──────── READING PASSAGE
Photo: Mattias Andersson

Scientists from DTU Wind (from left to right): Jana Fischereit, Merete Badger, Xiaoli Guo Larsen and Andrea N. Hahmann.

The whole value chain within wind energy can be explored

Researchers and companies can test everything from nano-scale materials and large-scale structures to fully powered demonstrations of turbines as DTU Wind Energy operates some of the world’s most advanced research infrastructures. Furthermore, satellite observations and atmospheric modelling are used for wind energy applications, so the whole value chain within wind energy can be studied.

“I think our institute is one of the very few places in the world that has this broad knowledge in one place, and the strength is to be covering all scales from materials to the mapping of global winds. The capacity of finding an expert in anything, when you need it, is really useful,” says Andrea Hahmann, senior scientist at DTU Wind Energy.

“Denmark has been a pioneer within wind energy as society encouraged this kind of innovative ideas and created an efficient system ahead of others. For instance the creation of the first European Wind Atlas and the design of turbines that really nobody else in the world was doing more than 30 years ago,“ says Xiaoli Guo Larsén, senior scientist at DTU Wind Energy.
────────────────
──────── RECORD EXTRACTS
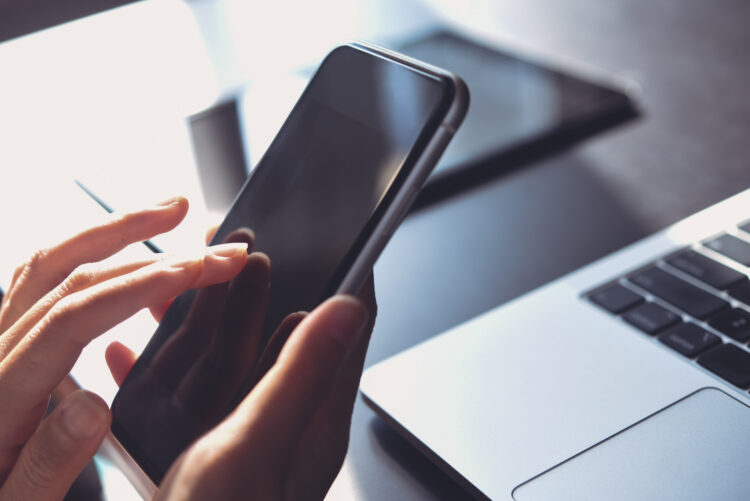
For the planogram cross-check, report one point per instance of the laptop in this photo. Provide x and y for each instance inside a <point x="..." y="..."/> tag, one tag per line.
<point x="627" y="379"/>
────────────────
──────── RECORD EXTRACTS
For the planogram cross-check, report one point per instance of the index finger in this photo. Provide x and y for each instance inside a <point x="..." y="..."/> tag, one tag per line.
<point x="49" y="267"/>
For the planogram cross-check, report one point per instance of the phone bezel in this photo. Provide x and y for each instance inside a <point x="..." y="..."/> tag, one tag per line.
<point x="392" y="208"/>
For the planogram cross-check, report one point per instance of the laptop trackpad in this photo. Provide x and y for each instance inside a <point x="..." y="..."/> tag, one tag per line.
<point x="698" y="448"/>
────────────────
──────── RECORD EXTRACTS
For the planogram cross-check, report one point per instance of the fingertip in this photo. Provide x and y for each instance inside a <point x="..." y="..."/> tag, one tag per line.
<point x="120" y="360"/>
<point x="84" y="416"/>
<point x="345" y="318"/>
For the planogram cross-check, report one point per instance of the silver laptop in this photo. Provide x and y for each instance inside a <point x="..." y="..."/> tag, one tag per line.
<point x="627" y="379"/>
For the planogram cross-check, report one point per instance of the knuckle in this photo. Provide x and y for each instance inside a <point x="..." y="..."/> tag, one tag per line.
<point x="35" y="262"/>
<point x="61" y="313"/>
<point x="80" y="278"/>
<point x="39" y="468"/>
────────────────
- WORK TO COMPLETE -
A: Answer these questions from the passage about DTU Wind Energy:
(i) What position does Andrea Hahmann hold at DTU Wind Energy?
(ii) Besides test infrastructure, what two things does the passage say are used for wind energy applications?
(iii) What atlas does Xiaoli Guo Larsén give as an example of Denmark's pioneering work?
B: Carry on the passage about DTU Wind Energy, starting after its last sentence.
The rows are separate material and have no connection to the passage about DTU Wind Energy.

- ANSWERS -
A:
(i) She is a senior scientist.
(ii) Satellite observations and atmospheric modelling.
(iii) The first European Wind Atlas.

B:
Peter Hauge Madsen, Head of Department, DTU Wind Energy, states: “Our field requires that we are completely up-to-date with being able to model the atmosphere and the large constructions that modern wind turbines are. For that, HPC is absolutely crucial.”

European Wind Atlas created using supercomputing

A wind atlas was designed to provide a mesoscale and microscale wind climatology for Europe and Turkey. The joint European project was in 2018 allocated 57 million core hours on the HPC MareNostrum4 in the Barcelona Supercomputer Center (BSC) via PRACE, and 99% of the resources were used during six months. MareNostrum4 has approximately 165.000 processors.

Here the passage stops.